> _What the task asks_
Transcribe the part of the transit-funding article that begins at the words "State officials plea" and stops after "across the country.".

Study text Start Marker

State officials plea for stimulus aid to save transit systems
Cities have been trying to persuade residents to return to buses and trains, as transit systems face a financial challenge of a lifetime in the middle of the pandemic. Now state officials are pleading for Washington to act on a stimulus that would help the biggest mass transit systems.
Why it matters: As more people stay put, transit systems are seeing lower levels of fares and tax revenues — blowing a hole in budgets across the country.
Driving the news: "The MTA desperately needs an influx of federal funds or unheard of service cuts and workforce reductions will happen," said New York state's comptroller Thomas DiNapoli said this week.
- It's the latest renewed call for additional aid, as funds allocated to transit systems in the federal bill passed in March dry up. Congress remains deadlocked over another stimulus.
- Massachusetts is threatening service cuts for its Boston-area transit system, while officials there nudged Congress last month to step-in to help.
- The Washington, D.C. Metro system is mulling employee cuts and shortened hours "as hopes for a coronavirus relief bill dim," the Washington Post reported.
Between the lines: The MTA is the poster child for struggling transit systems. It's the largest in the country and saddled with the most debt: $35.4 billion, as of the end of last year.

Study text End Marker
Data extracts Start Marker

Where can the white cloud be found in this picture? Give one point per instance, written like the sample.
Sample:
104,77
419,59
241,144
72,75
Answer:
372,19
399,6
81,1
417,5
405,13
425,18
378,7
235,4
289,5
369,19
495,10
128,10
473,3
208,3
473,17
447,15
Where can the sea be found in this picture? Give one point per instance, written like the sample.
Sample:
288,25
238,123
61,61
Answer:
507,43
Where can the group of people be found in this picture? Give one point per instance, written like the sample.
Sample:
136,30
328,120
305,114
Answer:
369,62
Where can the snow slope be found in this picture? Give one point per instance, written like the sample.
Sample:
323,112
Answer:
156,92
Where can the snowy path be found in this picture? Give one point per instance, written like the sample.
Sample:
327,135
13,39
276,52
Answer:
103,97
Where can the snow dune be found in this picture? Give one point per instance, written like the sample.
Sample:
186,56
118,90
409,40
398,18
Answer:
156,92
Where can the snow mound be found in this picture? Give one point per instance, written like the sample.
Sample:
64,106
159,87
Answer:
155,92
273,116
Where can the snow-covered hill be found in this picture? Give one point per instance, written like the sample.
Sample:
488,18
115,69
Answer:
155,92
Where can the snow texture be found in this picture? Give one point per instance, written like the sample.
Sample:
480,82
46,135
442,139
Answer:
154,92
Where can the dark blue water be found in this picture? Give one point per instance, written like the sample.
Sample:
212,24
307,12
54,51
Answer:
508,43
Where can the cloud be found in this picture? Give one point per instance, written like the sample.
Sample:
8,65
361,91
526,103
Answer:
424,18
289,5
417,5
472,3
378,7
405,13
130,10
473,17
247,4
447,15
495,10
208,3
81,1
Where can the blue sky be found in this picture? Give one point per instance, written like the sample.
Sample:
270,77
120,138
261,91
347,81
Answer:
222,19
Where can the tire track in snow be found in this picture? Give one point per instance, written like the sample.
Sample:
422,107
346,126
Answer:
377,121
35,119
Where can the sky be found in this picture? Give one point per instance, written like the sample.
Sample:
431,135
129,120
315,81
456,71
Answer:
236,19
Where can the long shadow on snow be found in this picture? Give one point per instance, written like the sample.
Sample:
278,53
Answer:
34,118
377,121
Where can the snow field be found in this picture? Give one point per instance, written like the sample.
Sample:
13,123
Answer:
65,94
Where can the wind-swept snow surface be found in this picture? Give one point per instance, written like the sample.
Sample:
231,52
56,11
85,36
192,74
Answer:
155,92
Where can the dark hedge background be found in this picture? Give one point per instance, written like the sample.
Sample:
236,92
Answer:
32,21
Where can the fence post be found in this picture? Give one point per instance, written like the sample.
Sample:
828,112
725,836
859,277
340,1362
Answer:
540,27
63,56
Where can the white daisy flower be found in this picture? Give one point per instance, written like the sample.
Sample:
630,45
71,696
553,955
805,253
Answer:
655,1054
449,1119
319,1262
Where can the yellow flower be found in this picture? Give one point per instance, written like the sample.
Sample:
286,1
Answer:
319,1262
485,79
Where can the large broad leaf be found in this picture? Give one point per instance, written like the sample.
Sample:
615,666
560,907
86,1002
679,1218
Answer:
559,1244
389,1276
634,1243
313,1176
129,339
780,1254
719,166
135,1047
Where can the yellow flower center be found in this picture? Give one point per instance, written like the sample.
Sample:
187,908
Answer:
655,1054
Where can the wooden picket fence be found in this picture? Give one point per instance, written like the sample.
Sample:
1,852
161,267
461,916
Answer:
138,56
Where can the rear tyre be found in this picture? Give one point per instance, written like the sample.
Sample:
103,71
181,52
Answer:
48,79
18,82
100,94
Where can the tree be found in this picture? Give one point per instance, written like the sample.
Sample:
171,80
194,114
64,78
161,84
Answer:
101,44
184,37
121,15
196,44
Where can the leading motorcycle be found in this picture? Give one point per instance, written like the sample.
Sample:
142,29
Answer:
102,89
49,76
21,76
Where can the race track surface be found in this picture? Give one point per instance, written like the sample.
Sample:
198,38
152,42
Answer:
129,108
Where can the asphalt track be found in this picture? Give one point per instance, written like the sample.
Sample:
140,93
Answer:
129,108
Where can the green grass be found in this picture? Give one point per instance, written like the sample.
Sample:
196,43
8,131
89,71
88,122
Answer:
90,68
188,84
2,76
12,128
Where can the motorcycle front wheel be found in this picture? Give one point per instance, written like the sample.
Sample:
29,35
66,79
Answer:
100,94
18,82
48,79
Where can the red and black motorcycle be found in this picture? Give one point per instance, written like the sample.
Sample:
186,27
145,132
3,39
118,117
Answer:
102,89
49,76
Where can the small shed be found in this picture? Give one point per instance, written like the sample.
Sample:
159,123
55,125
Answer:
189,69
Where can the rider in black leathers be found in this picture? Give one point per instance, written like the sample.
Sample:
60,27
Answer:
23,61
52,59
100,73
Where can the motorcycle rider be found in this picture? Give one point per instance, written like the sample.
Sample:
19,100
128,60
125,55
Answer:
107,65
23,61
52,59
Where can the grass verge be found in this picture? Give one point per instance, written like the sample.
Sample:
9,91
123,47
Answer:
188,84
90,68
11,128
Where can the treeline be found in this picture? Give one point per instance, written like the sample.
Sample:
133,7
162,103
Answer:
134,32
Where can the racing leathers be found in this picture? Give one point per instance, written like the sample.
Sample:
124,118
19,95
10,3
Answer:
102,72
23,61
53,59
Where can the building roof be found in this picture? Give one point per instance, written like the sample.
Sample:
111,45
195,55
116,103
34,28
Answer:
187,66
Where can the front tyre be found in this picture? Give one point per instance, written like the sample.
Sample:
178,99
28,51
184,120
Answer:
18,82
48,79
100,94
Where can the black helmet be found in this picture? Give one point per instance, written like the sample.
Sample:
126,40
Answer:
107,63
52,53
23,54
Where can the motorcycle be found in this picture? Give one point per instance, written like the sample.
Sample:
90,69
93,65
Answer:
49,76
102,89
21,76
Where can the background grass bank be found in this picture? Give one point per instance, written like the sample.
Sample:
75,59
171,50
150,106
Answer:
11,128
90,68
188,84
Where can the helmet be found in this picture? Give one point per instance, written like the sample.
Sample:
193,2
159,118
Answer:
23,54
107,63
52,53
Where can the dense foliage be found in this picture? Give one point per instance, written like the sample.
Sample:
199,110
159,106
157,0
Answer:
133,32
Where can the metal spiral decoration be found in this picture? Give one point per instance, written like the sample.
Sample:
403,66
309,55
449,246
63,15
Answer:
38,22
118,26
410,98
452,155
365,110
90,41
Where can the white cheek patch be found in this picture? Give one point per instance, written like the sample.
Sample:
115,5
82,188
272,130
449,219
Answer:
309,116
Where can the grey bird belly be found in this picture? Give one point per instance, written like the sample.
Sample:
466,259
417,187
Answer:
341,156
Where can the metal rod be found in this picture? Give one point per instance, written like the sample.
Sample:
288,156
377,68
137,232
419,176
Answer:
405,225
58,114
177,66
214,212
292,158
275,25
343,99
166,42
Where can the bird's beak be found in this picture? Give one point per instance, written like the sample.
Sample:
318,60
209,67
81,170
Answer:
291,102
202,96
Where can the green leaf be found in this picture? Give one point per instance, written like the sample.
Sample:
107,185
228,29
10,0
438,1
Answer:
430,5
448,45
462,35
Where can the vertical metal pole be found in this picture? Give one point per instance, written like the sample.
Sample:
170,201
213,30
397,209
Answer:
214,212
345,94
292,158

Data extracts End Marker

> _Result_
State officials plea for stimulus aid to save transit systems
Cities have been trying to persuade residents to return to buses and trains, as transit systems face a financial challenge of a lifetime in the middle of the pandemic. Now state officials are pleading for Washington to act on a stimulus that would help the biggest mass transit systems.
Why it matters: As more people stay put, transit systems are seeing lower levels of fares and tax revenues — blowing a hole in budgets across the country.